Raw data:
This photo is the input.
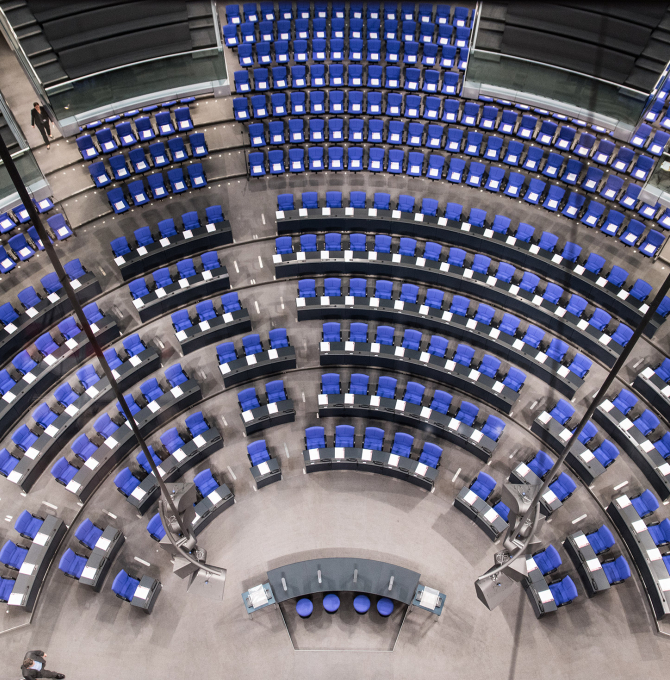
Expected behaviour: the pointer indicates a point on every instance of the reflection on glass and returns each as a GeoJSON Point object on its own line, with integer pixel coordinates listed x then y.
{"type": "Point", "coordinates": [136, 80]}
{"type": "Point", "coordinates": [575, 89]}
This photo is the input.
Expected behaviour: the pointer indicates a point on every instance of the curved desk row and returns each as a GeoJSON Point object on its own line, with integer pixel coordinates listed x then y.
{"type": "Point", "coordinates": [174, 466]}
{"type": "Point", "coordinates": [38, 319]}
{"type": "Point", "coordinates": [255, 366]}
{"type": "Point", "coordinates": [366, 460]}
{"type": "Point", "coordinates": [181, 292]}
{"type": "Point", "coordinates": [50, 370]}
{"type": "Point", "coordinates": [481, 513]}
{"type": "Point", "coordinates": [100, 560]}
{"type": "Point", "coordinates": [167, 250]}
{"type": "Point", "coordinates": [464, 280]}
{"type": "Point", "coordinates": [36, 564]}
{"type": "Point", "coordinates": [51, 442]}
{"type": "Point", "coordinates": [643, 453]}
{"type": "Point", "coordinates": [268, 415]}
{"type": "Point", "coordinates": [422, 364]}
{"type": "Point", "coordinates": [208, 332]}
{"type": "Point", "coordinates": [462, 328]}
{"type": "Point", "coordinates": [580, 458]}
{"type": "Point", "coordinates": [646, 555]}
{"type": "Point", "coordinates": [478, 239]}
{"type": "Point", "coordinates": [114, 449]}
{"type": "Point", "coordinates": [654, 390]}
{"type": "Point", "coordinates": [404, 413]}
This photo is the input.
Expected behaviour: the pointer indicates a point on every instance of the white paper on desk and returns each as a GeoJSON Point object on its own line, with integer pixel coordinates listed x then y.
{"type": "Point", "coordinates": [27, 569]}
{"type": "Point", "coordinates": [639, 526]}
{"type": "Point", "coordinates": [41, 539]}
{"type": "Point", "coordinates": [470, 497]}
{"type": "Point", "coordinates": [545, 596]}
{"type": "Point", "coordinates": [141, 593]}
{"type": "Point", "coordinates": [103, 543]}
{"type": "Point", "coordinates": [581, 541]}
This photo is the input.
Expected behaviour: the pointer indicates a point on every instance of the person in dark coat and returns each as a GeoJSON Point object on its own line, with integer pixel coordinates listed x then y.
{"type": "Point", "coordinates": [42, 118]}
{"type": "Point", "coordinates": [33, 666]}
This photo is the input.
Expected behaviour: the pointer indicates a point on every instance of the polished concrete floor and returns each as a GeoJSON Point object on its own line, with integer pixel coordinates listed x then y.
{"type": "Point", "coordinates": [319, 515]}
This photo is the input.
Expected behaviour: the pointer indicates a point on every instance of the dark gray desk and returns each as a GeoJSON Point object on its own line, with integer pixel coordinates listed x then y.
{"type": "Point", "coordinates": [481, 513]}
{"type": "Point", "coordinates": [52, 441]}
{"type": "Point", "coordinates": [167, 250]}
{"type": "Point", "coordinates": [208, 332]}
{"type": "Point", "coordinates": [478, 239]}
{"type": "Point", "coordinates": [115, 448]}
{"type": "Point", "coordinates": [366, 460]}
{"type": "Point", "coordinates": [444, 426]}
{"type": "Point", "coordinates": [254, 366]}
{"type": "Point", "coordinates": [580, 459]}
{"type": "Point", "coordinates": [266, 473]}
{"type": "Point", "coordinates": [174, 466]}
{"type": "Point", "coordinates": [586, 561]}
{"type": "Point", "coordinates": [645, 554]}
{"type": "Point", "coordinates": [538, 592]}
{"type": "Point", "coordinates": [269, 415]}
{"type": "Point", "coordinates": [416, 362]}
{"type": "Point", "coordinates": [462, 280]}
{"type": "Point", "coordinates": [146, 594]}
{"type": "Point", "coordinates": [38, 319]}
{"type": "Point", "coordinates": [100, 561]}
{"type": "Point", "coordinates": [643, 453]}
{"type": "Point", "coordinates": [50, 370]}
{"type": "Point", "coordinates": [212, 506]}
{"type": "Point", "coordinates": [445, 323]}
{"type": "Point", "coordinates": [34, 568]}
{"type": "Point", "coordinates": [199, 287]}
{"type": "Point", "coordinates": [337, 574]}
{"type": "Point", "coordinates": [654, 390]}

What you are asked to do:
Starting at the line with "of the dark", restate every line word for word through the end of the listing above.

Written response:
Expected behaviour: the pointer indicates a point on every instance of the dark gray desk and returns each as a GeoJSON Point object on its own line, with integer pixel coordinates listed x then y.
{"type": "Point", "coordinates": [481, 513]}
{"type": "Point", "coordinates": [52, 441]}
{"type": "Point", "coordinates": [167, 250]}
{"type": "Point", "coordinates": [208, 332]}
{"type": "Point", "coordinates": [478, 239]}
{"type": "Point", "coordinates": [115, 448]}
{"type": "Point", "coordinates": [366, 460]}
{"type": "Point", "coordinates": [444, 426]}
{"type": "Point", "coordinates": [254, 366]}
{"type": "Point", "coordinates": [580, 459]}
{"type": "Point", "coordinates": [266, 473]}
{"type": "Point", "coordinates": [174, 466]}
{"type": "Point", "coordinates": [586, 561]}
{"type": "Point", "coordinates": [645, 554]}
{"type": "Point", "coordinates": [538, 592]}
{"type": "Point", "coordinates": [269, 415]}
{"type": "Point", "coordinates": [416, 362]}
{"type": "Point", "coordinates": [462, 280]}
{"type": "Point", "coordinates": [146, 594]}
{"type": "Point", "coordinates": [38, 319]}
{"type": "Point", "coordinates": [100, 561]}
{"type": "Point", "coordinates": [643, 453]}
{"type": "Point", "coordinates": [50, 370]}
{"type": "Point", "coordinates": [212, 506]}
{"type": "Point", "coordinates": [445, 323]}
{"type": "Point", "coordinates": [34, 568]}
{"type": "Point", "coordinates": [199, 287]}
{"type": "Point", "coordinates": [337, 574]}
{"type": "Point", "coordinates": [654, 390]}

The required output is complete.